§ **Problem to work on**:
All lines in the records that carry the string "instance" are to be shown.

§ **Supplied data**:
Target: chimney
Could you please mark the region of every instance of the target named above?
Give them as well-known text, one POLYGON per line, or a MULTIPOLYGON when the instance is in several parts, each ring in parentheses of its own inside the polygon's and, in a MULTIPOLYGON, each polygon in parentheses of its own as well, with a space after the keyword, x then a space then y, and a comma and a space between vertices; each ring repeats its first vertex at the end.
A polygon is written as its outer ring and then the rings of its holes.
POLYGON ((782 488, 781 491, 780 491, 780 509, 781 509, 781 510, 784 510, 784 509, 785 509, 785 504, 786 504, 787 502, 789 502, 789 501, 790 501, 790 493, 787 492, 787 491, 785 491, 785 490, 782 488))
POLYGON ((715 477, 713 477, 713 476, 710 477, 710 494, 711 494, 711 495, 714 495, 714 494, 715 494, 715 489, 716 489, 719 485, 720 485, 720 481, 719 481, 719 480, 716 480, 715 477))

§ **Solution for this problem**:
Could you please mark the region of every instance of the target named above?
Give them as well-known text, one POLYGON per line, or a MULTIPOLYGON when the instance is in several parts, each ring in parentheses of its own inside the polygon's and, in a MULTIPOLYGON, each polygon in parentheses of its own as well, with a space after the keyword, x then a space then y, and a comma and a space between vertices; each ring repeats its first vertex at the end.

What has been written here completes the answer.